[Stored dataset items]
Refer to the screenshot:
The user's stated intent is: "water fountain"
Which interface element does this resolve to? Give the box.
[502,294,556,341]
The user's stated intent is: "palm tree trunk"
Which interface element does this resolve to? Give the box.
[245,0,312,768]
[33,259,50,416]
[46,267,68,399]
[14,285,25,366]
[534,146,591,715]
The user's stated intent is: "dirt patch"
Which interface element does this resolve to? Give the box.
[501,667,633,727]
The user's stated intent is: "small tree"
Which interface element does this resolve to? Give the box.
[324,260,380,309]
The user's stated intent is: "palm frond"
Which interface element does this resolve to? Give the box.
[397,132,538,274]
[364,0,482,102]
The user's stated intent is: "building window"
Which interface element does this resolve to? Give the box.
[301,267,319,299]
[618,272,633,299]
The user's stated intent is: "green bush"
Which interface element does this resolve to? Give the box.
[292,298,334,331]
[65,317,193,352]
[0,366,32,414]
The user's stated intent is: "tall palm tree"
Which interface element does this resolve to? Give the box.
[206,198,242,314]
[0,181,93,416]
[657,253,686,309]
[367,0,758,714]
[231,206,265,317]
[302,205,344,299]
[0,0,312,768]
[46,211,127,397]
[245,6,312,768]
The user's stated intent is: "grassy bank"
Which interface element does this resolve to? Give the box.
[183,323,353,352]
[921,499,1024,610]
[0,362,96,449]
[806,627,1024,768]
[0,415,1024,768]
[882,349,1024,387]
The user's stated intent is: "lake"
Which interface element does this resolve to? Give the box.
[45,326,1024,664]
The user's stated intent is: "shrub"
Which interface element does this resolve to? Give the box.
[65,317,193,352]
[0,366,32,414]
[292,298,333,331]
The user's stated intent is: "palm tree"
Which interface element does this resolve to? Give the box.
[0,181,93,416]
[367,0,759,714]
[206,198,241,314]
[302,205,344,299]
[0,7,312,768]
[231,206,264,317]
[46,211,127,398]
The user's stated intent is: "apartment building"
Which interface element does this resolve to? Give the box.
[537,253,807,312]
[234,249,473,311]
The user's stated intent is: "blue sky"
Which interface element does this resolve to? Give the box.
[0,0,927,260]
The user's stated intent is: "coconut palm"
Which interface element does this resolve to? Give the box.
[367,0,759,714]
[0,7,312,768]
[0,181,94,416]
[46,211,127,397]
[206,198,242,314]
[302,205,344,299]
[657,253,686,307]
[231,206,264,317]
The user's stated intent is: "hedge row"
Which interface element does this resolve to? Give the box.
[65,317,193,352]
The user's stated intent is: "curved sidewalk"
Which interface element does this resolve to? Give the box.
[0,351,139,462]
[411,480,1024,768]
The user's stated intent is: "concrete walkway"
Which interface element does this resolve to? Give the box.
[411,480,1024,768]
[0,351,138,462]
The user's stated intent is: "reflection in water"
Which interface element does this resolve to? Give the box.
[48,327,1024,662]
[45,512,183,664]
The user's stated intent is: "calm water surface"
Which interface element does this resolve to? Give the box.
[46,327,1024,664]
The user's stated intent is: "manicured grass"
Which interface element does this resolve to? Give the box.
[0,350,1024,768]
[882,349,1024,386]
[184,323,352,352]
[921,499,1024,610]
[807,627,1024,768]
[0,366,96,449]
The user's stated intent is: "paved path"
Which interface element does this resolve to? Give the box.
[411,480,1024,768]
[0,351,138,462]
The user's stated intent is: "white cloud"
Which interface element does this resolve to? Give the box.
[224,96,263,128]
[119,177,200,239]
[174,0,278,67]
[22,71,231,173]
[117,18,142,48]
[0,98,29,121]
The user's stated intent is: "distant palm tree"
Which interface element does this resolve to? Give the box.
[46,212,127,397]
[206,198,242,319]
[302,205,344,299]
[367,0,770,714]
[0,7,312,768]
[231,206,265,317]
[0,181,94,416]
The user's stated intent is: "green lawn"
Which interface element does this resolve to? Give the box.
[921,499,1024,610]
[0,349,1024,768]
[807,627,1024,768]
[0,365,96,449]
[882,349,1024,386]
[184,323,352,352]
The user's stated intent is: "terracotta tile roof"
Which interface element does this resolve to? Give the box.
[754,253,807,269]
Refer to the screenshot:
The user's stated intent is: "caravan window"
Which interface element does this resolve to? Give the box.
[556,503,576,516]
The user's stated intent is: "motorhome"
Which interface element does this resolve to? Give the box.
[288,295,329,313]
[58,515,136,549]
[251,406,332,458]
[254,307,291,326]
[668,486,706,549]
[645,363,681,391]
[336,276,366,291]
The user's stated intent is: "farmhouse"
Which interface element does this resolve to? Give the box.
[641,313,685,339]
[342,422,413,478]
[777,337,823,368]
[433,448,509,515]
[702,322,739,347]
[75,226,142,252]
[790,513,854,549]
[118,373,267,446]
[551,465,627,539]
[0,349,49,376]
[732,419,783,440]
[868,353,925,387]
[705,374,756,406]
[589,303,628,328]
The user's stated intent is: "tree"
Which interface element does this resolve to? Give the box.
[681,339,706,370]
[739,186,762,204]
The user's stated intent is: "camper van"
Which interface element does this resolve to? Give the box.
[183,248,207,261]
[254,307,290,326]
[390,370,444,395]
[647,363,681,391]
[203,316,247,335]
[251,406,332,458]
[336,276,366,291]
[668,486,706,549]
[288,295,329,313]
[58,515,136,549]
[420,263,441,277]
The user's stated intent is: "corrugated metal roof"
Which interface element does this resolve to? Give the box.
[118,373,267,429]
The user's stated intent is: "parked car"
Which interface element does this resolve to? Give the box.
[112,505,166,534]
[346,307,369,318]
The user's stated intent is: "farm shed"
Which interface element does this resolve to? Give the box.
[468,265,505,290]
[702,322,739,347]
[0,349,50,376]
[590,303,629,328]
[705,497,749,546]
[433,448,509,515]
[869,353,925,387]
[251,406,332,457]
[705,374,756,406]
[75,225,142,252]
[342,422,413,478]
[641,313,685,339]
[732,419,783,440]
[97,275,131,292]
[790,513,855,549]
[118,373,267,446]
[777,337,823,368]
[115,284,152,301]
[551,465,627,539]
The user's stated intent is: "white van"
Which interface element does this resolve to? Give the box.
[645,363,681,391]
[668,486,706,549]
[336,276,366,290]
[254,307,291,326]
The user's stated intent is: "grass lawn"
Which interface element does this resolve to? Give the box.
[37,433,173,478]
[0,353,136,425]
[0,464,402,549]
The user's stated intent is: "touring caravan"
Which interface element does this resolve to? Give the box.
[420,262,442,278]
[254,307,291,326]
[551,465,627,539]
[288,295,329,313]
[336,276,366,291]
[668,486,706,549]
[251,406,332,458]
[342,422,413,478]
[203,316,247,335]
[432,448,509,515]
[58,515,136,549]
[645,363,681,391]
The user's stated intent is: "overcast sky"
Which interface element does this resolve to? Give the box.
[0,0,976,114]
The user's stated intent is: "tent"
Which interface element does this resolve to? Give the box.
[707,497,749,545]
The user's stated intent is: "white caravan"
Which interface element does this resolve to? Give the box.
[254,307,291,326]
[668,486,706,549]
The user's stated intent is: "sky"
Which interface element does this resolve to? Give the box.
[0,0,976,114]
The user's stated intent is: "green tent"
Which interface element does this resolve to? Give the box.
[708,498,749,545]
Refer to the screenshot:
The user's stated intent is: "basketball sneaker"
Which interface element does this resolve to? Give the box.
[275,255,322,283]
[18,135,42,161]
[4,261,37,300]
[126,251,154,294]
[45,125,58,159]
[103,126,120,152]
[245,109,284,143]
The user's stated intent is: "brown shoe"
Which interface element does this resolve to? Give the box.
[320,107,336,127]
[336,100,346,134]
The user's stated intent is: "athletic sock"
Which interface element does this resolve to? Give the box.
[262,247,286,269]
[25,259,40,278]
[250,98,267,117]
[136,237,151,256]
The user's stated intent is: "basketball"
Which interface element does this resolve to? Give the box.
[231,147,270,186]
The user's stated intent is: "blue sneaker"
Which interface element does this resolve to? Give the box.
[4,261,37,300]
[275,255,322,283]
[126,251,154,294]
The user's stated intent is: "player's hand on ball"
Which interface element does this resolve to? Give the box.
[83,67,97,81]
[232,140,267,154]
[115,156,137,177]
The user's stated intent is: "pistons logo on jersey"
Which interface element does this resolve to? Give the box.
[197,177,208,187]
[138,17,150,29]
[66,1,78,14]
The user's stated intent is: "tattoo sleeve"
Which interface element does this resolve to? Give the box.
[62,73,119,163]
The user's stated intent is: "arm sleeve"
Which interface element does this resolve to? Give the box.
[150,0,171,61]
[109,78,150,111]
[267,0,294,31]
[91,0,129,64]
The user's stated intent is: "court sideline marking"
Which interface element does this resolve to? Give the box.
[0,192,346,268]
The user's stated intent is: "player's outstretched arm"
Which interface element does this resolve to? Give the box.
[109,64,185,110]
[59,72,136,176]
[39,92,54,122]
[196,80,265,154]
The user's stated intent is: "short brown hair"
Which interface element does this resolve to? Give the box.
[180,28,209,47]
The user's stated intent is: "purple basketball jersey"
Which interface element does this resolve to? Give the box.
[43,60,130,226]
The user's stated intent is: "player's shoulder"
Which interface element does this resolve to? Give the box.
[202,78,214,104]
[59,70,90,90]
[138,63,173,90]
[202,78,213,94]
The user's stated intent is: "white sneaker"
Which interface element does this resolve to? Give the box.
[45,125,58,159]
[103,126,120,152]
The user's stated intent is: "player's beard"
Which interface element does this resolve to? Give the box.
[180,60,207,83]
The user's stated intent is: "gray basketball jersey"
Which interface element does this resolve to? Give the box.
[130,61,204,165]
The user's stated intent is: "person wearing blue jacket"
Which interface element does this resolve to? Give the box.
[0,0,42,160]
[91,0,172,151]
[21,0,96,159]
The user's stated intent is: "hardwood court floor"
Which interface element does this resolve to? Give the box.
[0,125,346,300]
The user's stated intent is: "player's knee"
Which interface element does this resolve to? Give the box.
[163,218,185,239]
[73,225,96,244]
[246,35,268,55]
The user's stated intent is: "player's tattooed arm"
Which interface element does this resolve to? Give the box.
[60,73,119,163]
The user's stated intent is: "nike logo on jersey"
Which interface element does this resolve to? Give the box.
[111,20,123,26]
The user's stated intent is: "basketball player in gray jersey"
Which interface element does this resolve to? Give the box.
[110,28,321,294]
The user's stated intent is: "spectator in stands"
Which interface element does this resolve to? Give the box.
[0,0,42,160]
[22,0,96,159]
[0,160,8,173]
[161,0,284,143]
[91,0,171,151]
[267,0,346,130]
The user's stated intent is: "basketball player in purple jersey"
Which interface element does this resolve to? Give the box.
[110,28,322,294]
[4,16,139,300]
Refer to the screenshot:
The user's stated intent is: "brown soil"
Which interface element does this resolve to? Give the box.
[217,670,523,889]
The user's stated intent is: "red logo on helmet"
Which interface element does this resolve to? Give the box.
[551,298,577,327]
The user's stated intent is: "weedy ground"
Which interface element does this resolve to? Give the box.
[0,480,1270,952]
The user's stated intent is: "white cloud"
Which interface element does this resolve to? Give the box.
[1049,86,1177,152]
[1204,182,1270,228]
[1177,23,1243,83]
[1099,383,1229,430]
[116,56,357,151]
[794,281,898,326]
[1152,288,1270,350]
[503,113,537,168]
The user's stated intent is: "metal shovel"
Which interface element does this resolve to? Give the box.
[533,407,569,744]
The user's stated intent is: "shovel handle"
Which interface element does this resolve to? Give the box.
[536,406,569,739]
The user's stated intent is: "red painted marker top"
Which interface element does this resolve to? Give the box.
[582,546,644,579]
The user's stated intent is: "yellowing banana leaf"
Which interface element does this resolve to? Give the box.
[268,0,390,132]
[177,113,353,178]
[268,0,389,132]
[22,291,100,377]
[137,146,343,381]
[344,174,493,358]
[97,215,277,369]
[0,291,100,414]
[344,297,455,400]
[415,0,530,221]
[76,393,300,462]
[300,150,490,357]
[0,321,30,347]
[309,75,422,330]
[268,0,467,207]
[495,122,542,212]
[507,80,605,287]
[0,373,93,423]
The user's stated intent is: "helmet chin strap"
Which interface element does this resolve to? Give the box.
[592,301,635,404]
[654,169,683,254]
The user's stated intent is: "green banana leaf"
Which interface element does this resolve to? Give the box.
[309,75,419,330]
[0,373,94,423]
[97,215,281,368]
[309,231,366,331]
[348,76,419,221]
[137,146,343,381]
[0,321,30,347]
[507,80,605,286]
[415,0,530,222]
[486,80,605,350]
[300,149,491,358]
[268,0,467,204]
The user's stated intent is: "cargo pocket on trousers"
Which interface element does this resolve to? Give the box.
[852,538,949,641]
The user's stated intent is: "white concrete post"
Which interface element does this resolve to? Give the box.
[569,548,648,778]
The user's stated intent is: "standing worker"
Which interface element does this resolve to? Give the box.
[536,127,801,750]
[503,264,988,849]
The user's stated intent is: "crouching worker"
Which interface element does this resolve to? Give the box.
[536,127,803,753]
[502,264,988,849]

### Task directions
Copy the records verbatim, starting at the very beginning and continuing through the line that contains "[618,272,633,299]".

### Written solution
Refer to the screenshot:
The user's stated intent is: "water fountain"
Which interface element does this resolve to? Give the box.
[502,294,556,341]
The user's stated intent is: "palm tree trunk"
Which interface element does this resolve to? Give the box.
[245,0,312,768]
[33,259,50,416]
[46,267,68,399]
[14,285,25,366]
[534,146,591,715]
The user's stated intent is: "dirt patch"
Which interface element does this resolve to? Give the box.
[501,667,633,727]
The user's stated intent is: "small tree"
Which interface element does this resolve to? Give the box.
[324,260,380,309]
The user's stated intent is: "palm frond"
Which interface element does this resolve to? Give the box.
[397,132,538,274]
[364,0,482,102]
The user's stated intent is: "building window"
Which interface element does this resolve to? Give the box.
[301,267,319,299]
[618,272,633,299]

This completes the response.